◆ **Your objective**:
Retype each line of the material exactly, please, skipping any picture in it.

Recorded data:
========================================

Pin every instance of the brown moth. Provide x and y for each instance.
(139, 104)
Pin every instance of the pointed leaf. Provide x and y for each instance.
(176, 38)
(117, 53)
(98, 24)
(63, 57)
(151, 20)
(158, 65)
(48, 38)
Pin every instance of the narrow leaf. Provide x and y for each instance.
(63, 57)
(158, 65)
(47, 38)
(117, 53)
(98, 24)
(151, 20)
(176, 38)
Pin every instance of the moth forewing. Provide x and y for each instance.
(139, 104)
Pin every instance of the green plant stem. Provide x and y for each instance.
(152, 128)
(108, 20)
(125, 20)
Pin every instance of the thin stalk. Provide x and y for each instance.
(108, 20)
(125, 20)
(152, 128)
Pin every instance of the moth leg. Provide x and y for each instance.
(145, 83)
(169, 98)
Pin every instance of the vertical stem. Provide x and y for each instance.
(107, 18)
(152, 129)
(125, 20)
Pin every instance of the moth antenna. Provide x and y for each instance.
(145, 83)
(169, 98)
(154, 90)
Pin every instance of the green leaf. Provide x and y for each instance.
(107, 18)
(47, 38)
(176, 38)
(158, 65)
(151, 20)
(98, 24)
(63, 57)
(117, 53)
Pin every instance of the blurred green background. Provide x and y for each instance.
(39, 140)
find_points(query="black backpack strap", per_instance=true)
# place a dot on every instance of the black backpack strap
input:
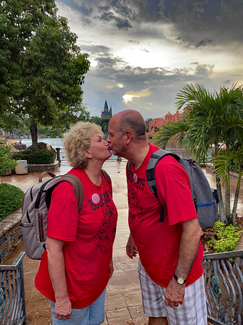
(154, 159)
(107, 178)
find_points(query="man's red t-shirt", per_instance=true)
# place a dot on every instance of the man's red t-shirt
(88, 238)
(158, 242)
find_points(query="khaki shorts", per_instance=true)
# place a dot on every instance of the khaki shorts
(193, 311)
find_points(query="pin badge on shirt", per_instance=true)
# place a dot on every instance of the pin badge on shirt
(135, 178)
(95, 198)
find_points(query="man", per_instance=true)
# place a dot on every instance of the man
(170, 265)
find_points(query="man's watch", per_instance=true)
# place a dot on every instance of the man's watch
(179, 279)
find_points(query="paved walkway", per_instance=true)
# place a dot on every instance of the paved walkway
(123, 299)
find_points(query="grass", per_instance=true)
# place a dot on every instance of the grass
(10, 199)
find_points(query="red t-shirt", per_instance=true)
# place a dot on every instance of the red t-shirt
(158, 242)
(88, 238)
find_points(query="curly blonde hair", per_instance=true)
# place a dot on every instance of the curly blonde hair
(76, 140)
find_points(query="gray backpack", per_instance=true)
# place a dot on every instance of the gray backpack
(204, 197)
(35, 206)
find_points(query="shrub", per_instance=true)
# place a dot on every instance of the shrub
(225, 237)
(10, 199)
(40, 156)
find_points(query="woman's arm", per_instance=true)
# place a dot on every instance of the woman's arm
(56, 265)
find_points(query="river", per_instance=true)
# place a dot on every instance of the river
(211, 179)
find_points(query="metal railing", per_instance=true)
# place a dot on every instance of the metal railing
(223, 284)
(12, 297)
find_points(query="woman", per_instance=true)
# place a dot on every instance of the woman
(77, 263)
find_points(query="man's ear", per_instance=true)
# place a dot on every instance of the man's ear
(128, 136)
(87, 153)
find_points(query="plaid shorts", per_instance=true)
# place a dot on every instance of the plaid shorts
(193, 311)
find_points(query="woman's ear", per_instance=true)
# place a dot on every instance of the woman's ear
(128, 136)
(87, 153)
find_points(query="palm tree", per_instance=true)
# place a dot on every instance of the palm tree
(209, 120)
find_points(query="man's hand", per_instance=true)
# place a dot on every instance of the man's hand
(131, 248)
(174, 293)
(111, 269)
(63, 308)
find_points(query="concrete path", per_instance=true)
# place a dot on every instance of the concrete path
(123, 299)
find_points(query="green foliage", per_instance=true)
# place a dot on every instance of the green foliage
(41, 156)
(225, 238)
(6, 161)
(41, 67)
(10, 199)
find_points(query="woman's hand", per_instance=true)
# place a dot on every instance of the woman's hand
(131, 248)
(56, 265)
(63, 308)
(111, 269)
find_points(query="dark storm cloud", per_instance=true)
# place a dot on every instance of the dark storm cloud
(203, 43)
(199, 23)
(159, 84)
(95, 49)
(137, 78)
(119, 22)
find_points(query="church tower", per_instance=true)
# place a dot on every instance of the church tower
(106, 113)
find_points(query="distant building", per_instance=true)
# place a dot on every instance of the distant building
(106, 113)
(158, 122)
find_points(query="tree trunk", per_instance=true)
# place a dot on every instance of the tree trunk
(33, 132)
(237, 192)
(227, 203)
(219, 188)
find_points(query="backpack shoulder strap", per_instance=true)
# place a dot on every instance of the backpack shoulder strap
(77, 186)
(154, 159)
(107, 178)
(150, 173)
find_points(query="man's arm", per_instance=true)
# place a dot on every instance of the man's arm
(190, 239)
(131, 248)
(56, 265)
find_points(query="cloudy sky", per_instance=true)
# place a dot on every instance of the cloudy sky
(142, 52)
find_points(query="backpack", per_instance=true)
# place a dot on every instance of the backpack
(204, 197)
(35, 206)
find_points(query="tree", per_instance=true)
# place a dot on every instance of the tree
(209, 120)
(45, 69)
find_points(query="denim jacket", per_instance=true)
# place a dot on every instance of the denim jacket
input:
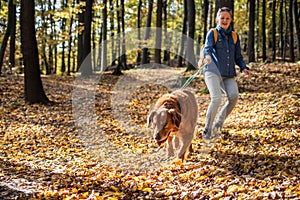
(225, 54)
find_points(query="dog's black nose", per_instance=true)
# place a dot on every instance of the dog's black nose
(157, 137)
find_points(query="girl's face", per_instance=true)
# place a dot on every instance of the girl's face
(224, 20)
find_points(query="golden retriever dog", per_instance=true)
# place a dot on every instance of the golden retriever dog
(174, 119)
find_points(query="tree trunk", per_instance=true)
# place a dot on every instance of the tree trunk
(166, 57)
(70, 43)
(274, 31)
(34, 92)
(12, 44)
(297, 26)
(251, 39)
(264, 37)
(291, 27)
(205, 5)
(190, 52)
(139, 11)
(157, 54)
(145, 56)
(86, 69)
(124, 57)
(184, 33)
(281, 29)
(8, 32)
(104, 34)
(80, 53)
(112, 33)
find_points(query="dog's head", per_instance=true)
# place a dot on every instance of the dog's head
(164, 121)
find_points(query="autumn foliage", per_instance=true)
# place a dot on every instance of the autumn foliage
(257, 156)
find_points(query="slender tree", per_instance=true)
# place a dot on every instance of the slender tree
(157, 54)
(8, 32)
(139, 12)
(291, 30)
(123, 57)
(80, 54)
(184, 33)
(264, 37)
(274, 30)
(167, 41)
(297, 25)
(104, 37)
(147, 32)
(12, 44)
(251, 34)
(34, 92)
(190, 52)
(86, 70)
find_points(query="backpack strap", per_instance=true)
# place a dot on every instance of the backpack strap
(234, 37)
(233, 34)
(215, 35)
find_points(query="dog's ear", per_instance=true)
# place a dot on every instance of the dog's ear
(150, 119)
(176, 117)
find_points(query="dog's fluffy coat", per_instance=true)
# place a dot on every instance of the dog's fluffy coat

========================================

◆ **Written response**:
Pin every instance of the brown moth. Provide x and y for each instance.
(139, 104)
Pin every instance of the pointed leaf. Provide x and y for each instance.
(176, 38)
(117, 53)
(98, 24)
(63, 57)
(151, 20)
(158, 65)
(48, 38)
Pin every instance of the narrow leaf. Provide x and y for each instance.
(63, 57)
(158, 65)
(47, 38)
(117, 53)
(98, 24)
(151, 20)
(176, 38)
Pin every instance of the moth forewing. Provide x and y for each instance.
(139, 104)
Pin every instance of the green plant stem. Provide x and y for each instance.
(152, 128)
(108, 20)
(125, 20)
Pin every instance of the thin stalk. Provide x and y for each instance.
(108, 20)
(125, 20)
(152, 128)
Pin every instance of the moth leg. Provide x and y for each instance.
(145, 83)
(169, 98)
Pin every instance of the vertical stem. Provide x and y for each instance.
(107, 18)
(152, 129)
(125, 20)
Pin every instance of the moth antenna. Provide x and y for each instance.
(145, 83)
(169, 98)
(154, 90)
Pin every instance of the green leaf. Provide x and y for each instance.
(107, 18)
(47, 38)
(176, 38)
(158, 65)
(151, 20)
(98, 24)
(63, 57)
(117, 53)
Pin every instance of the blurred green background. Provide x and y for each instance.
(39, 140)
find_points(query="black backpack strap", per_instance=true)
# place a dot on every instance of the black backpack strap
input:
(154, 159)
(107, 178)
find_points(query="man's red t-shirt", per_instance=true)
# place a dot on every instance of the man's red t-shirt
(88, 238)
(158, 242)
find_points(query="khaki shorts", per_instance=true)
# place a dot on every instance of the khaki shorts
(193, 311)
find_points(query="pin badge on shirt", per_instance=true)
# place a dot on every instance of the pin badge on shirt
(135, 178)
(95, 198)
find_points(query="man", per_instance=true)
# place a dot on every instance of the man
(170, 265)
find_points(query="man's watch", per_instance=true)
# place a dot on every instance of the man's watch
(179, 279)
find_points(query="paved walkway", per_instance=true)
# place a dot on every instance of the paved walkway
(123, 299)
find_points(query="grass", per_instance=true)
# place a dot on every instance of the grass
(10, 199)
find_points(query="red t-shirt", per_instance=true)
# place a dot on every instance of the red t-shirt
(158, 242)
(88, 238)
find_points(query="curly blonde hair", per_instance=true)
# place a dot on every instance of the curly blonde hair
(76, 140)
find_points(query="gray backpack", per_instance=true)
# place a dot on every instance of the gray backpack
(204, 197)
(35, 206)
find_points(query="shrub", per_instance=true)
# place a dot on every instance of the shrub
(225, 237)
(10, 199)
(40, 156)
find_points(query="woman's arm", per_instance=true)
# place a dot on every instance of the woman's arm
(56, 265)
find_points(query="river", per_instance=true)
# place a dot on every instance of the river
(211, 179)
find_points(query="metal railing", per_instance=true)
# place a dot on every instance of the metal railing
(223, 284)
(12, 297)
find_points(query="woman", per_instance=true)
# place a dot on every instance of the woman
(77, 263)
find_points(query="man's ear", per_instance=true)
# place a dot on every instance of the man's ear
(128, 136)
(87, 153)
find_points(query="plaid shorts", per_instance=true)
# place a dot on every instance of the plaid shorts
(193, 311)
find_points(query="woman's ear", per_instance=true)
# place a dot on every instance of the woman's ear
(128, 136)
(87, 153)
find_points(query="palm tree", per_instance=true)
# place a dot on every instance of the palm tree
(209, 120)
find_points(query="man's hand", per_instance=true)
# place a dot on every instance of the man's hand
(131, 248)
(174, 293)
(111, 269)
(63, 308)
find_points(query="concrete path", per_instance=true)
# place a dot on every instance of the concrete path
(123, 299)
find_points(query="green foliage", per_instance=true)
# place a dot on every instance of the green foliage
(41, 156)
(225, 238)
(6, 161)
(41, 67)
(10, 199)
find_points(query="woman's hand", per_instance=true)
# place a dot on every instance of the woman's hand
(131, 248)
(56, 265)
(63, 308)
(111, 269)
find_points(query="dark storm cloud", per_instance=true)
# place a dot on every instance of the dark storm cloud
(203, 43)
(199, 23)
(159, 84)
(95, 49)
(137, 78)
(119, 22)
find_points(query="church tower", per_instance=true)
# place a dot on every instance of the church tower
(106, 113)
find_points(query="distant building", per_instance=true)
# place a dot on every instance of the distant building
(106, 113)
(158, 122)
find_points(query="tree trunk", per_instance=true)
# place a dot on every instance of the tree trunk
(33, 132)
(237, 192)
(227, 203)
(219, 188)
find_points(query="backpack shoulder strap", per_instance=true)
# place a dot on every instance of the backpack shoulder strap
(77, 186)
(154, 159)
(107, 178)
(150, 173)
find_points(query="man's arm", per_instance=true)
# place a dot on every instance of the man's arm
(190, 239)
(131, 248)
(56, 265)
find_points(query="cloudy sky", per_instance=true)
# place a dot on every instance of the cloudy sky
(142, 52)
find_points(query="backpack", per_instance=true)
# place a dot on every instance of the backpack
(204, 197)
(35, 206)
find_points(query="tree", per_instance=true)
# place a dot on every instance of the tree
(209, 120)
(45, 69)
find_points(query="denim jacket", per_instance=true)
# place a dot on every instance of the denim jacket
input:
(225, 54)
find_points(query="dog's black nose", per_instance=true)
# place a dot on every instance of the dog's black nose
(157, 137)
find_points(query="girl's face", per_instance=true)
# place a dot on every instance of the girl's face
(224, 20)
find_points(query="golden retriever dog", per_instance=true)
# place a dot on every instance of the golden retriever dog
(174, 119)
find_points(query="tree trunk", per_instance=true)
# place a dot on every instance of the tree trunk
(166, 57)
(70, 43)
(274, 31)
(34, 92)
(12, 44)
(297, 26)
(251, 39)
(264, 37)
(291, 27)
(205, 5)
(190, 52)
(139, 11)
(157, 54)
(145, 56)
(86, 69)
(124, 57)
(184, 33)
(281, 29)
(8, 32)
(104, 34)
(80, 53)
(112, 33)
find_points(query="dog's head", per_instance=true)
# place a dot on every instance of the dog's head
(164, 121)
find_points(query="autumn foliage", per_instance=true)
# place a dot on every instance of the autumn foliage
(257, 156)
find_points(query="slender tree", per_instance=true)
# place a dot on every instance of the slender tree
(157, 54)
(8, 32)
(139, 12)
(291, 30)
(123, 57)
(80, 54)
(184, 33)
(264, 37)
(274, 30)
(167, 41)
(297, 25)
(104, 37)
(147, 32)
(12, 44)
(251, 34)
(34, 92)
(190, 52)
(86, 70)
find_points(query="backpack strap", per_instance=true)
# place a dot on every instance of the backpack strap
(234, 37)
(233, 34)
(215, 35)
find_points(query="dog's ear", per_instance=true)
# place a dot on every instance of the dog's ear
(150, 119)
(176, 117)
find_points(query="dog's fluffy coat", per_instance=true)
# place a dot on every instance of the dog's fluffy coat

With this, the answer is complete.